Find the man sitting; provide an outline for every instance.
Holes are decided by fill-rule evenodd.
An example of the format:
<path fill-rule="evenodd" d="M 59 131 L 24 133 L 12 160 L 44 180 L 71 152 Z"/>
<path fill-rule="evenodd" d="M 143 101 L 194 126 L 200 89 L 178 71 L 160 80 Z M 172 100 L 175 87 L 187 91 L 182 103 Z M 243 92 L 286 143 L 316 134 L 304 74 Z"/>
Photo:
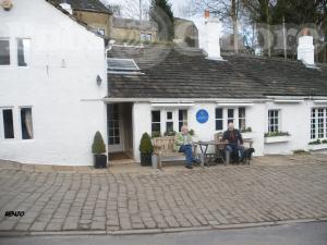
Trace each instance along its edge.
<path fill-rule="evenodd" d="M 237 154 L 238 162 L 240 158 L 242 161 L 244 156 L 243 138 L 240 131 L 234 128 L 234 124 L 232 122 L 228 123 L 228 130 L 223 132 L 222 140 L 228 143 L 225 148 L 226 162 L 230 162 L 231 154 Z"/>
<path fill-rule="evenodd" d="M 193 163 L 197 162 L 193 157 L 192 152 L 192 136 L 189 133 L 189 127 L 183 125 L 181 132 L 178 133 L 174 137 L 174 150 L 179 152 L 184 152 L 186 157 L 186 166 L 187 169 L 193 169 Z"/>

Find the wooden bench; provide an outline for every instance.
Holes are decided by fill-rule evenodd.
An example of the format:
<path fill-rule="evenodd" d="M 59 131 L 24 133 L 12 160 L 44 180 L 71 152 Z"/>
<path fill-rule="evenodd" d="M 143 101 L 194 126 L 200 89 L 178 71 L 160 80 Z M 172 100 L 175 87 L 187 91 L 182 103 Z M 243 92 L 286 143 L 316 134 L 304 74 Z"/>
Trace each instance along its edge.
<path fill-rule="evenodd" d="M 164 157 L 181 157 L 185 156 L 183 152 L 178 152 L 173 149 L 174 146 L 174 136 L 164 136 L 164 137 L 155 137 L 153 138 L 154 145 L 154 155 L 157 155 L 157 166 L 159 169 L 162 168 L 162 158 Z M 196 150 L 196 146 L 194 146 L 193 152 Z"/>

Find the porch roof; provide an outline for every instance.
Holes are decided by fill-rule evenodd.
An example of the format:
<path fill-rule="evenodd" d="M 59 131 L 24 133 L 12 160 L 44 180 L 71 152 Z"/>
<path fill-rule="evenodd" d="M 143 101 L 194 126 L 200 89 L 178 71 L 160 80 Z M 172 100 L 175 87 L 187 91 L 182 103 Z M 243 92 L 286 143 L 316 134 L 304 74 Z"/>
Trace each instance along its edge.
<path fill-rule="evenodd" d="M 142 74 L 108 74 L 109 98 L 265 98 L 327 96 L 327 66 L 245 54 L 208 60 L 199 49 L 113 46 L 108 57 L 134 59 Z"/>

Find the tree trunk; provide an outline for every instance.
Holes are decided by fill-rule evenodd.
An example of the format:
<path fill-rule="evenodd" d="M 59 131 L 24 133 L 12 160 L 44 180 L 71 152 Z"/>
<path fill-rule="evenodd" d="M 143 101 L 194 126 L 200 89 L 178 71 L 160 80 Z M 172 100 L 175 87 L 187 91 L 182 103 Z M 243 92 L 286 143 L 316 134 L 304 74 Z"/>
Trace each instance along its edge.
<path fill-rule="evenodd" d="M 238 13 L 237 13 L 237 0 L 232 0 L 231 5 L 231 17 L 233 21 L 233 42 L 234 42 L 234 52 L 239 52 L 239 26 L 238 26 Z"/>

===============

# WHAT YOU WILL DO
Write out the lines unchanged, starting with the line that contains "Find the tree" and going on through the last of the lines.

# EXERCISE RESPONSE
Find the tree trunk; provide an outline for every instance.
Holes are decided by fill-rule evenodd.
An example of the format:
<path fill-rule="evenodd" d="M 59 131 L 24 133 L 12 160 L 44 180 L 71 152 Z"/>
<path fill-rule="evenodd" d="M 143 101 L 194 126 L 200 89 L 178 71 L 160 80 Z M 172 100 L 175 87 L 187 91 L 182 103 Z M 243 92 L 286 143 L 316 134 L 304 74 Z"/>
Trace each instance along its edge.
<path fill-rule="evenodd" d="M 238 13 L 237 13 L 237 0 L 232 0 L 231 5 L 231 17 L 233 21 L 233 42 L 234 42 L 234 52 L 239 52 L 239 26 L 238 26 Z"/>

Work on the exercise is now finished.